• _Exercise aim_: Show every line of the records that contains the word "dark". Treat uppercase and lowercase letters as different.

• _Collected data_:

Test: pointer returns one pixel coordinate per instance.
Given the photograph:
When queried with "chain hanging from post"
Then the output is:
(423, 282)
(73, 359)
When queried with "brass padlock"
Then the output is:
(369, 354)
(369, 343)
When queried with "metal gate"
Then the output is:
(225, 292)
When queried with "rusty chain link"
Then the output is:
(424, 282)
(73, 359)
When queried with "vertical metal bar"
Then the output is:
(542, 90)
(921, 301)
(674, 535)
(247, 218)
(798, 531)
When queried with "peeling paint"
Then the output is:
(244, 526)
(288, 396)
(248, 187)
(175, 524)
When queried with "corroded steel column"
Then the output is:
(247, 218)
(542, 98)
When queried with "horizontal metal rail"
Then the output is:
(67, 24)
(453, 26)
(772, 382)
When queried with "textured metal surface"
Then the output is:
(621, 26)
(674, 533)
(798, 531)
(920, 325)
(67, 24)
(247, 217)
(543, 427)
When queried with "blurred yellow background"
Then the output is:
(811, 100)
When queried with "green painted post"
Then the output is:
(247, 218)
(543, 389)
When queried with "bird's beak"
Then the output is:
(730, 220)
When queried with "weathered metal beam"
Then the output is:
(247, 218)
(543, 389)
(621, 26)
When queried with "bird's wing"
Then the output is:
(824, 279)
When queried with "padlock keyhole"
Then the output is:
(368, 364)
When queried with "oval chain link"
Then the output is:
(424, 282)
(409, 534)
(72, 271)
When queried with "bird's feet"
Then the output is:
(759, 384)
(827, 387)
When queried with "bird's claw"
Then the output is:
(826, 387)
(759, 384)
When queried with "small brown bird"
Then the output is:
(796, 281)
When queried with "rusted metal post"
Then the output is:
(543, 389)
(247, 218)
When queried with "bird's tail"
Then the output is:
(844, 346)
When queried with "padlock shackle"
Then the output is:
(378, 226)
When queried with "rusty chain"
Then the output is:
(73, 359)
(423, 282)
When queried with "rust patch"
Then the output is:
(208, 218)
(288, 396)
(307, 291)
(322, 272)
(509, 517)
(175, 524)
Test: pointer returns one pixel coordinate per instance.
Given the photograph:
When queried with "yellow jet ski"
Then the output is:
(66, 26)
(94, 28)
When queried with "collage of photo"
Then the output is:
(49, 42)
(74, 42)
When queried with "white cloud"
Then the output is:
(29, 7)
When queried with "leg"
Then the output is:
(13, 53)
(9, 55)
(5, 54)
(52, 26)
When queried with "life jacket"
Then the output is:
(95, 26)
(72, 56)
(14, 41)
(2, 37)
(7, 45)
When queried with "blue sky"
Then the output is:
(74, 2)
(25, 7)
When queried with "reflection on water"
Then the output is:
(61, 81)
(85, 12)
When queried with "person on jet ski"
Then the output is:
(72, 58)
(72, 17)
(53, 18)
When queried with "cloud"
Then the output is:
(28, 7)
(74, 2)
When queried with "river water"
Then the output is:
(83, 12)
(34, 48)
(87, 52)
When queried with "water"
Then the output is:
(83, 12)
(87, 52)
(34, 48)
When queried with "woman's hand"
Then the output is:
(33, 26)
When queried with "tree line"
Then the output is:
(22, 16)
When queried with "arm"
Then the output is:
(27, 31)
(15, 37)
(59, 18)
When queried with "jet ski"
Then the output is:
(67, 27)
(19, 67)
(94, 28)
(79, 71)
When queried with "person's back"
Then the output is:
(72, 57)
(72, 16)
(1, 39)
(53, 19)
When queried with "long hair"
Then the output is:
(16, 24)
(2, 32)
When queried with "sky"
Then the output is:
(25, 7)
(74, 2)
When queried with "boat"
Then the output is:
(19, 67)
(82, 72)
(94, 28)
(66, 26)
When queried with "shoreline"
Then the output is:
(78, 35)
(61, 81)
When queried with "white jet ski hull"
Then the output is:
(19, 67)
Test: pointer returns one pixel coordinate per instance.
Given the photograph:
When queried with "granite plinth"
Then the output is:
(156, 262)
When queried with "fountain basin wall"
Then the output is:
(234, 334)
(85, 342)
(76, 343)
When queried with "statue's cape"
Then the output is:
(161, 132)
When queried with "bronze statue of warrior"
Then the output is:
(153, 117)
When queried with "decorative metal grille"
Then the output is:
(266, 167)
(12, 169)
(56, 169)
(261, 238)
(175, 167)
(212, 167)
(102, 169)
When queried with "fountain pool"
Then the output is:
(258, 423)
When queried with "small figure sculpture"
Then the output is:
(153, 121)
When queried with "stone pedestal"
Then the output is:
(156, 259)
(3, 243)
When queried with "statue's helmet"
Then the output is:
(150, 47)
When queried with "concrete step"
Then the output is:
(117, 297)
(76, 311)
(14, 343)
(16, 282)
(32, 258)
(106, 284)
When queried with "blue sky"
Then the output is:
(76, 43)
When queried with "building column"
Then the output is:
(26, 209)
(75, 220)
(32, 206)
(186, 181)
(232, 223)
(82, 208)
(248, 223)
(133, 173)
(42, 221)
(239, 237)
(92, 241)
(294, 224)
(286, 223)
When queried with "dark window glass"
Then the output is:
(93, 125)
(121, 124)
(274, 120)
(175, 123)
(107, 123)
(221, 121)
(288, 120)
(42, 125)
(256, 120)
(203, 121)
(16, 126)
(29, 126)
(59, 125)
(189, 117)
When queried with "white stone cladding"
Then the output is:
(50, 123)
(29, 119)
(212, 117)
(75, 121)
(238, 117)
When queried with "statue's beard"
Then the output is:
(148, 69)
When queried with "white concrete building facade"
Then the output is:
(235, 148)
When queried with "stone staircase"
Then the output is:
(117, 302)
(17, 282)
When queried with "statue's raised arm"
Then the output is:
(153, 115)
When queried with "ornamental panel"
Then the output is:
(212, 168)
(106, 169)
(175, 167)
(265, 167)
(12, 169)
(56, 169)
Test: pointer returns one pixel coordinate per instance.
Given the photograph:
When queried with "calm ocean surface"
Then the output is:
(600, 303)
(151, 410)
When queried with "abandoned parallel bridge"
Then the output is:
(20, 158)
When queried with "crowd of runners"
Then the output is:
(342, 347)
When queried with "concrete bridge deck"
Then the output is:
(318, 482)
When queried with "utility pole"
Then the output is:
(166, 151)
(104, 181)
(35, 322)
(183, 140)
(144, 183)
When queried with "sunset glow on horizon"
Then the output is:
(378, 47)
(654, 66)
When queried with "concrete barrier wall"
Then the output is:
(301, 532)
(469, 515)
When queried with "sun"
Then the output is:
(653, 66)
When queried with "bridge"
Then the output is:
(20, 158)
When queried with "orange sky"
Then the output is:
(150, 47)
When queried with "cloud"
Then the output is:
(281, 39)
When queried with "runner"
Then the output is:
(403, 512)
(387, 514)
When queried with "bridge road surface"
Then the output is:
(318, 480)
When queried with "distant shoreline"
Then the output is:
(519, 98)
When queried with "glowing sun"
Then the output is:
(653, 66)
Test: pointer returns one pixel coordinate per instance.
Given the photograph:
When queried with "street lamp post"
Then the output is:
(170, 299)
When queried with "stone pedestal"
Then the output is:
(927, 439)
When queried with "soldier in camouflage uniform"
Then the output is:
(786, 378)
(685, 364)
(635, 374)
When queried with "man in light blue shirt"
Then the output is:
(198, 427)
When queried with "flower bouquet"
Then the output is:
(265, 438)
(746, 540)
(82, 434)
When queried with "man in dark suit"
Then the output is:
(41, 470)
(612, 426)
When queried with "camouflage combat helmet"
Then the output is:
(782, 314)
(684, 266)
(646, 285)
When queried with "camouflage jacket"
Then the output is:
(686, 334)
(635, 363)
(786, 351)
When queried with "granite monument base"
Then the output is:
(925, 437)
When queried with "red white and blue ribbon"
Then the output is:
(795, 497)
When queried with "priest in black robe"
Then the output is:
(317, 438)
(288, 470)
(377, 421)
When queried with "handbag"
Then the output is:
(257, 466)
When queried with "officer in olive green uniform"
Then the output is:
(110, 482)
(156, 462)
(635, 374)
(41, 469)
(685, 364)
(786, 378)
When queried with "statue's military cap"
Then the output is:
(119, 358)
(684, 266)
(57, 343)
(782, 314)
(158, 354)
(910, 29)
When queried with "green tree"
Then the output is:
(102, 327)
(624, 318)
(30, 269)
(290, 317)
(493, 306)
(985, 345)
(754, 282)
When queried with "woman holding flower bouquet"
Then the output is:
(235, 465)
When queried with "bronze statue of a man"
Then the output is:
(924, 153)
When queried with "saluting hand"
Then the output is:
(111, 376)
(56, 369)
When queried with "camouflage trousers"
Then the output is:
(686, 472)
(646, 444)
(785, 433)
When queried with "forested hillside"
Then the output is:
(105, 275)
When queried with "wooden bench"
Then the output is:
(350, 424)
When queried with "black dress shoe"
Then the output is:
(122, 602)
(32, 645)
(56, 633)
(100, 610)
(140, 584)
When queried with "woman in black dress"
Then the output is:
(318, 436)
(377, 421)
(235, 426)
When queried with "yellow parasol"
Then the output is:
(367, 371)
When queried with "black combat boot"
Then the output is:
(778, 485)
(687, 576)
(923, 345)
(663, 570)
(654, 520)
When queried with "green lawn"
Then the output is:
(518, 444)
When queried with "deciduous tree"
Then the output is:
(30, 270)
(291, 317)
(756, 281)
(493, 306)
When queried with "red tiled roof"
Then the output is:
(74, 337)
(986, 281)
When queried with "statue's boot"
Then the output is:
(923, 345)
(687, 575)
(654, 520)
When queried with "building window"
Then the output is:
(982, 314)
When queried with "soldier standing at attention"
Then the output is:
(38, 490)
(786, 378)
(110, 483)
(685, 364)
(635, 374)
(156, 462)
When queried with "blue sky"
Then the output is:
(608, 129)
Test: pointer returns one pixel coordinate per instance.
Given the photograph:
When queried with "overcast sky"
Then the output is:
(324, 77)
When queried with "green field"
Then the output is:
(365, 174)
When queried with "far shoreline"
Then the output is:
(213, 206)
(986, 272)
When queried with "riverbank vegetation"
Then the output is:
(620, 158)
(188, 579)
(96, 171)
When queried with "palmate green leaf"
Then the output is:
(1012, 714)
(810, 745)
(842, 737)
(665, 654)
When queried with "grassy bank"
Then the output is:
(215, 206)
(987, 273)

• _Worked solution_:
When queried with "dark window glass"
When queried with "man in dark suit"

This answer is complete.